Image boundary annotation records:

(begin)

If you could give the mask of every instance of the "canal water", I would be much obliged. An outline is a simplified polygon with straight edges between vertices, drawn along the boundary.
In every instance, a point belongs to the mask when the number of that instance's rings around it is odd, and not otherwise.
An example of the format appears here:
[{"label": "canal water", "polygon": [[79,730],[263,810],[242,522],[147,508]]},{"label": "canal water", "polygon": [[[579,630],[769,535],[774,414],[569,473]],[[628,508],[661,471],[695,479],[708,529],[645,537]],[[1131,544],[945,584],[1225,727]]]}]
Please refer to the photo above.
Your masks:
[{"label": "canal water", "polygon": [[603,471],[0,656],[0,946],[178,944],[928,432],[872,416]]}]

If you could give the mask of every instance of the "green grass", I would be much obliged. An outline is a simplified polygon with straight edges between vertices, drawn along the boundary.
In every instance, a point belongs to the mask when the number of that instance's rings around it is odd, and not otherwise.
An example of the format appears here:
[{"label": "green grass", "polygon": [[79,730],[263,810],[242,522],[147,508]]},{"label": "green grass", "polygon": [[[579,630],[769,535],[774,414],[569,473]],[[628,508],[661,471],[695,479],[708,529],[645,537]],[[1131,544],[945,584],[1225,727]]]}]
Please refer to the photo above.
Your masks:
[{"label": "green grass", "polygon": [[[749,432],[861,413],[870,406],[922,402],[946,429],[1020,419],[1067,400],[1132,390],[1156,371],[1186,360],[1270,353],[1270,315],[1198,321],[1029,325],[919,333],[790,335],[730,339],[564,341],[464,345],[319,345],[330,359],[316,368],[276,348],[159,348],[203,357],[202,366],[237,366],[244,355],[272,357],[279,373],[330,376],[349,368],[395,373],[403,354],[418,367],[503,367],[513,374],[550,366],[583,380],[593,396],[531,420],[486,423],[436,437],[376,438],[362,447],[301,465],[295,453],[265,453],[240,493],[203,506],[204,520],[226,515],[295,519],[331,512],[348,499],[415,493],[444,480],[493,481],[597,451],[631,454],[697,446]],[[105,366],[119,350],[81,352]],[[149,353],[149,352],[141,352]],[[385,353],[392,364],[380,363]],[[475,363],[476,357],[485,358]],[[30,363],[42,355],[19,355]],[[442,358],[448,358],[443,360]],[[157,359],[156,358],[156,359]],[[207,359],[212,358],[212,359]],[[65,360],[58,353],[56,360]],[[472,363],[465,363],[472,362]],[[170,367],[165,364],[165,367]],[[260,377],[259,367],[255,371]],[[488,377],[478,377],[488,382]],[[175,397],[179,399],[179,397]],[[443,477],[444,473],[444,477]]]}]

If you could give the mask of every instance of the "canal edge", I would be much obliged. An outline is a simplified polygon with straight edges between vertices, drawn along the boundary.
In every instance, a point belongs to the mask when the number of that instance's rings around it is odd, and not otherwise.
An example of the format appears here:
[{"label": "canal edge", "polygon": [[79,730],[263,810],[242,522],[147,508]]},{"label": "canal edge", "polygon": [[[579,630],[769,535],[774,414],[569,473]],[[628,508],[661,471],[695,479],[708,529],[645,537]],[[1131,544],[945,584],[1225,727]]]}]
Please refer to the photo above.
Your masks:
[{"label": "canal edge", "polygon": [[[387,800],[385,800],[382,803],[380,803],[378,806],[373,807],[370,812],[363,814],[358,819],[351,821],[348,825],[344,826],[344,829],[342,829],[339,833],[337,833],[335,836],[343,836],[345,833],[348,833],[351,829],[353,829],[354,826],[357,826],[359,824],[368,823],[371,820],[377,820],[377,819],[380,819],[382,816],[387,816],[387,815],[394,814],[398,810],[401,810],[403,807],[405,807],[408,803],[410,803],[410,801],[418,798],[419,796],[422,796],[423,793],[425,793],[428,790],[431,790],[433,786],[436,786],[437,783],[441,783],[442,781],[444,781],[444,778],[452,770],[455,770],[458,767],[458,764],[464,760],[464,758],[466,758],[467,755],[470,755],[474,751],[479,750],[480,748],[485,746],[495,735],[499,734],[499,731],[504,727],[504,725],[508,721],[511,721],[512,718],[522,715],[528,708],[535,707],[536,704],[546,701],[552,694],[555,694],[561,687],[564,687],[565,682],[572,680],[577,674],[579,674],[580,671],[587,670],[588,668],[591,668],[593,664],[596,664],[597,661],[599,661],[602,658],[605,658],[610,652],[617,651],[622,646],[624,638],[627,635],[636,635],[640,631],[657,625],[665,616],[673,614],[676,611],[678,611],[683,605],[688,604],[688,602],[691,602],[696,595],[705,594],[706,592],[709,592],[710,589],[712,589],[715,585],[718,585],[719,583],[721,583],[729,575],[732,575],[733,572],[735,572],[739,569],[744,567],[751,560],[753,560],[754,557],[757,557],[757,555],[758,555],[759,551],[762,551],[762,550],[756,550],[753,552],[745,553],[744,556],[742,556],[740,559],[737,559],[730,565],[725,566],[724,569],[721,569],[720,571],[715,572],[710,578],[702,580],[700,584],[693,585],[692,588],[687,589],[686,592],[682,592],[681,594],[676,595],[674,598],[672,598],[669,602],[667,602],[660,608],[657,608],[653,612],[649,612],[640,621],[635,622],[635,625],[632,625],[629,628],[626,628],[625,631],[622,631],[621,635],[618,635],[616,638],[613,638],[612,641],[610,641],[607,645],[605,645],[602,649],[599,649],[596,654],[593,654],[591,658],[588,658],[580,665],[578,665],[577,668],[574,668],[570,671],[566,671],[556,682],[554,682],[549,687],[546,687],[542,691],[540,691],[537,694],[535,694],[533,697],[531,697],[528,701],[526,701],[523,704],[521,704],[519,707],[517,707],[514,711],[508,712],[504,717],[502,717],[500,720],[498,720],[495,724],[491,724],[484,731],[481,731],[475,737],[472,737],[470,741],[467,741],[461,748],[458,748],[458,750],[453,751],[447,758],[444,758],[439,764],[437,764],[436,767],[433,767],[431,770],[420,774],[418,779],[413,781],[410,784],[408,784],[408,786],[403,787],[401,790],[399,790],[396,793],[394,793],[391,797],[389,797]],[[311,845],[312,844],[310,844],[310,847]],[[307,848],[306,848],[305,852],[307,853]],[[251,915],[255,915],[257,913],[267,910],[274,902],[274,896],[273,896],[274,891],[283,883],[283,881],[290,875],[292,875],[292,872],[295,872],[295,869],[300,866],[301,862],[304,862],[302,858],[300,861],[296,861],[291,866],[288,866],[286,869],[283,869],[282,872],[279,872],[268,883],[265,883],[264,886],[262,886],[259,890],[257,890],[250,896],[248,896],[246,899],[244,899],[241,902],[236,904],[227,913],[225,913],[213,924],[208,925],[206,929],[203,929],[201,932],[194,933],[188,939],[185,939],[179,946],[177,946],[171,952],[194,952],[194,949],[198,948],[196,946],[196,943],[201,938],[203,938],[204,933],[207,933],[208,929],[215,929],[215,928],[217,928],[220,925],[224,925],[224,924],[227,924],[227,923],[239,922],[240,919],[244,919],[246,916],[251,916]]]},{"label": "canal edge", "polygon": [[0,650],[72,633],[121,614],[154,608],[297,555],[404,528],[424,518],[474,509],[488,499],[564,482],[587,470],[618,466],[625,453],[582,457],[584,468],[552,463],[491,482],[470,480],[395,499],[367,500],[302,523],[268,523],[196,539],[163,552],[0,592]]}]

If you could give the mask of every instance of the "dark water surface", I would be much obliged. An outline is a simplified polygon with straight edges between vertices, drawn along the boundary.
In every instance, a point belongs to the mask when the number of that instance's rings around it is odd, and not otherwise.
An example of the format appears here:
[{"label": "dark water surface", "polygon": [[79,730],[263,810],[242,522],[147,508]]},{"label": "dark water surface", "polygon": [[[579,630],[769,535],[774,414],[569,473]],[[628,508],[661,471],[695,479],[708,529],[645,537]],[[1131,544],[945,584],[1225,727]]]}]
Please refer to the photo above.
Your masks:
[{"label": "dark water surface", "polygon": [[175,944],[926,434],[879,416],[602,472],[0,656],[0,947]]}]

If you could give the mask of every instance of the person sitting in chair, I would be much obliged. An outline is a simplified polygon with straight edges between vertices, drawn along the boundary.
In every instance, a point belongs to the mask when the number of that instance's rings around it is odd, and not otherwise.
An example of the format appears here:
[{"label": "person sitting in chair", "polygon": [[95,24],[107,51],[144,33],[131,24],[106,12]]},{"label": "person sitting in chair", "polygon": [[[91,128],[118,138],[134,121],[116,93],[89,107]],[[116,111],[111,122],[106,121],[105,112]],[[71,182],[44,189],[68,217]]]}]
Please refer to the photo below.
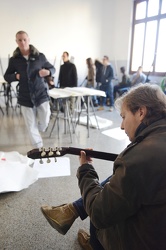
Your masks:
[{"label": "person sitting in chair", "polygon": [[117,93],[121,95],[131,86],[130,77],[126,74],[125,67],[121,67],[120,72],[122,73],[122,81],[114,86],[114,98],[116,98]]}]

(end)

THE TASK - Please reproduce the records word for word, starting at the line containing "of the person" and continuing through the end of the records, with both ends included. Leave the pictures out of your answer.

CORRECT RESPONSE -
If you could give the mask of every instance of the person sitting in chair, I would be much obliged. An outline is a simplified polygon with straight edges between vertices, drawn along the boundary.
In every instance, a point belongs to the mask when the number of that instance's rings around it is odd, and not otherwise.
An example of the format appears here:
[{"label": "person sitting in chair", "polygon": [[95,24],[107,51],[144,33],[131,24],[106,12]]},{"label": "person sitting in chair", "polygon": [[[91,128],[118,138],[134,121],[116,93],[89,107]],[[116,111],[111,122],[106,121],[105,112]],[[71,182],[44,189],[68,217]]]}]
Please refer to the photo below.
Your masks:
[{"label": "person sitting in chair", "polygon": [[117,93],[121,95],[131,86],[130,77],[126,74],[125,67],[121,67],[120,72],[122,73],[122,81],[114,86],[114,98],[116,98]]}]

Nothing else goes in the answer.